(Records drawn from a dataset)
====================
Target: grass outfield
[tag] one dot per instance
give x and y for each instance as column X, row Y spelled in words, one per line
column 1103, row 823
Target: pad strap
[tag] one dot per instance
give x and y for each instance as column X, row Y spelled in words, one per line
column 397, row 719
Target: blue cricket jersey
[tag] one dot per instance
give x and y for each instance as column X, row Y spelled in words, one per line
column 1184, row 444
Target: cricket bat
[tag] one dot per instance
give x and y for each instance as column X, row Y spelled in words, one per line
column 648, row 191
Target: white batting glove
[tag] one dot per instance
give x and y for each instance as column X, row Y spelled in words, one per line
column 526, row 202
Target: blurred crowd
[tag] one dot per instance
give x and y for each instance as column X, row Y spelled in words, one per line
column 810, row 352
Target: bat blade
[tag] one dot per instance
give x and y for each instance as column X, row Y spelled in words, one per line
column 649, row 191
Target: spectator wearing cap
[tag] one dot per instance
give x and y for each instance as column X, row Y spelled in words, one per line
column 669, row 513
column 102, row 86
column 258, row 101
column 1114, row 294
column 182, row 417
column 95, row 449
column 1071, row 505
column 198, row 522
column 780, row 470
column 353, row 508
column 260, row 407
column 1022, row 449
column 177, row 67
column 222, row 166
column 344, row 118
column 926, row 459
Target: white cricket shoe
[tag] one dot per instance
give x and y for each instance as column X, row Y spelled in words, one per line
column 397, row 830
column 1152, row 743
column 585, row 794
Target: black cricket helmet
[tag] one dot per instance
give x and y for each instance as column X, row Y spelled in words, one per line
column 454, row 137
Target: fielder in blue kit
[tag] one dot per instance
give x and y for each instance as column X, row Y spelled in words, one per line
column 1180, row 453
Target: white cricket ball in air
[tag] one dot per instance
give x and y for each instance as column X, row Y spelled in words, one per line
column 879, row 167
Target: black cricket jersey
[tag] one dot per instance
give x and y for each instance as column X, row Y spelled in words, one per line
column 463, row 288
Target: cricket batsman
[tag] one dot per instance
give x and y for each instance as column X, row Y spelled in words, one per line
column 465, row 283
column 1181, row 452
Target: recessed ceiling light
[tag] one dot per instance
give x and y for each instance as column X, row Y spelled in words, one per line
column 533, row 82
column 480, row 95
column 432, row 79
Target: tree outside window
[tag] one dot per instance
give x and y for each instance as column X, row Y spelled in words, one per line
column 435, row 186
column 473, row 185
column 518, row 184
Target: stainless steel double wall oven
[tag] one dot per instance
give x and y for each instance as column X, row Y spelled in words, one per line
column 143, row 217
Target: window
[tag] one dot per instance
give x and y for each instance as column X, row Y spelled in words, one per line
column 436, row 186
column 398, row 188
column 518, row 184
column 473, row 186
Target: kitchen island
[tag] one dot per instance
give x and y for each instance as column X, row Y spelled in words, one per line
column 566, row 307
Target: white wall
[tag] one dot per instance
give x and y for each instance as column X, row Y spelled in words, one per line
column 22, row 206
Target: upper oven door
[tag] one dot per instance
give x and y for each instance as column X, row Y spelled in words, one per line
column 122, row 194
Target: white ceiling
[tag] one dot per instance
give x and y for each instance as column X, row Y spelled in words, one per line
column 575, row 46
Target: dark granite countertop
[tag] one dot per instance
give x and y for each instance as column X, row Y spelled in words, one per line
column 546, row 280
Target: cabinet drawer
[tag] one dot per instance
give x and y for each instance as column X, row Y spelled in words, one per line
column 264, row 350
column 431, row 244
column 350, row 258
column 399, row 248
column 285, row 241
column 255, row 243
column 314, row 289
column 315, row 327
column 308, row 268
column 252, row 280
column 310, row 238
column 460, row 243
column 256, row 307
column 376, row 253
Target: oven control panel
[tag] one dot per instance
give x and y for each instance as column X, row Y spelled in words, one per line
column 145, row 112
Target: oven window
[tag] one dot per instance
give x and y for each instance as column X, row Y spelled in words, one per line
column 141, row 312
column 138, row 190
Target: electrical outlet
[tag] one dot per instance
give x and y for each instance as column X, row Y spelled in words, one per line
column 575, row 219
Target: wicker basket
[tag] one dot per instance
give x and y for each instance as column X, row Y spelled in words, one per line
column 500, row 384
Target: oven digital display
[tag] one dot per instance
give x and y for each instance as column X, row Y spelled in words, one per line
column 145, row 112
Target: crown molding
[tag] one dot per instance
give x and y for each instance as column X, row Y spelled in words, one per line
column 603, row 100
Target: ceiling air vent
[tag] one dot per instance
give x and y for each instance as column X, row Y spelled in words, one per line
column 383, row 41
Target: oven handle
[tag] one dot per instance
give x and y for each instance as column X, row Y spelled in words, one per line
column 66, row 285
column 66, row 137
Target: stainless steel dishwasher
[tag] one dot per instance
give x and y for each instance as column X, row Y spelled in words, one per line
====================
• Exercise description
Every line above has to be restated word for word.

• Solved problem
Target: grass outfield
[tag] one dot per instance
give x and y for each instance as column X, row Y spelled in words, one per line
column 1103, row 823
Target: pad strap
[tag] one dot per instance
give x and y for each instance as column X, row Y spelled in words, one per line
column 397, row 719
Target: blue cricket jersey
[tag] one dot per instance
give x and y for each instance as column X, row Y spelled in words, one per line
column 1184, row 444
Target: cricket bat
[tag] one dot per instance
give x and y for each instance as column X, row Y spelled in words, one per line
column 648, row 191
Target: white batting glove
[tag] one dot per instance
give x and y for each instance as column X, row Y spelled in words, one per line
column 526, row 202
Target: blurred crowd
[tag] one dot per instance
give x and y for each instance as column X, row Y spelled in words, one per line
column 810, row 352
Target: bat blade
[tag] one dot per instance
give x and y for each instance as column X, row Y spelled in words, one per line
column 649, row 191
Target: spectator wearing cap
[tag] one dot per instance
give x and y for each instance as column X, row Y spelled in words, one per line
column 669, row 513
column 102, row 86
column 258, row 101
column 1114, row 294
column 182, row 417
column 95, row 449
column 1071, row 505
column 198, row 522
column 780, row 470
column 353, row 508
column 260, row 407
column 1022, row 449
column 177, row 67
column 222, row 166
column 344, row 118
column 926, row 459
Target: white cricket shoe
[tag] one dot per instance
give x and y for each instance as column X, row Y spelled in words, one per line
column 397, row 830
column 1152, row 743
column 585, row 794
Target: black cricket helmet
[tag] one dot per instance
give x and y for each instance as column X, row Y spelled in words, one per line
column 454, row 137
Target: fielder in blue kit
[tag] one dot per instance
give x and y for each instance as column X, row Y spelled in words, one per line
column 1180, row 453
Target: white cricket ball in air
[tag] one dot per instance
give x and y for each instance as column X, row Y spelled in words, one per line
column 879, row 167
Target: black cricket jersey
[tag] one dot per instance
give x and y for each instance as column X, row Y spelled in words, one per line
column 463, row 288
Target: cricket batsman
[tag] one dot per instance
give x and y for each instance as column X, row Y spelled in words, one per line
column 465, row 283
column 1181, row 452
Target: recessed ceiling light
[tag] one dot per instance
give x and y for each instance as column X, row Y spelled in words, one per line
column 533, row 82
column 480, row 95
column 432, row 79
Target: tree outside window
[tag] one dot per instance
give x and y for each instance as column X, row Y spelled in words, one per line
column 435, row 186
column 473, row 185
column 518, row 184
Target: stainless steel double wall oven
[tag] one dot per instance
give x and y for each instance as column X, row Y spelled in words, one per line
column 143, row 217
Target: window
[tag] one dot per instance
give x and y for each instance as column X, row Y spelled in words, one per line
column 436, row 186
column 398, row 188
column 518, row 184
column 473, row 186
Target: kitchen island
[tag] one dot per instance
give x and y for each instance as column X, row Y spelled in words, one per line
column 566, row 307
Target: white wall
[tag] one dot per instance
give x and y for each instance as column X, row Y spelled in words, one per line
column 22, row 206
Target: upper oven door
[tag] one dot per instance
give x and y for each instance as column X, row Y spelled in words, one per line
column 122, row 194
Target: white ceiling
[tag] one dot per instance
give x and y for each instance as column X, row Y spelled in words, one per line
column 575, row 46
Target: dark granite countertop
[tag] one dot per instance
give x and y for each instance as column X, row Y spelled in words, one per line
column 546, row 280
Target: cabinet drawer
[tag] one dot per instance
give x and y for each instance as column X, row Y spelled in words, one per line
column 264, row 350
column 431, row 244
column 350, row 258
column 399, row 248
column 285, row 241
column 255, row 243
column 314, row 289
column 315, row 327
column 308, row 268
column 252, row 280
column 310, row 238
column 460, row 243
column 256, row 307
column 376, row 253
Target: oven control panel
[tag] one dot per instance
give x and y for each instance as column X, row Y spelled in words, one per line
column 145, row 112
Target: oven window
[tag] one dot per instance
give x and y for each instance as column X, row Y spelled in words, one per line
column 141, row 312
column 138, row 190
Target: electrical outlet
[tag] one dot per instance
give x and y for each instance as column X, row Y spelled in words, one per line
column 575, row 219
Target: wicker basket
[tag] one dot per instance
give x and y for each instance as column X, row Y spelled in words, one per line
column 500, row 384
Target: oven digital display
[tag] one dot per instance
give x and y for each instance as column X, row Y spelled in words, one per line
column 145, row 112
Target: crown molding
[tag] one dot per instance
give x and y for each instance as column X, row Y spelled in words, one per line
column 603, row 100
Target: ceiling air vent
[tag] one dot per instance
give x and y for each instance as column X, row Y spelled in words, one per line
column 383, row 41
Target: oven handle
[tag] one dot per instance
give x and y for each instance as column X, row Y spelled in words, one per line
column 66, row 285
column 66, row 137
Target: stainless steel dishwasher
[tag] one dot per instance
give x and y for each instance as column X, row Y spelled in words, one per line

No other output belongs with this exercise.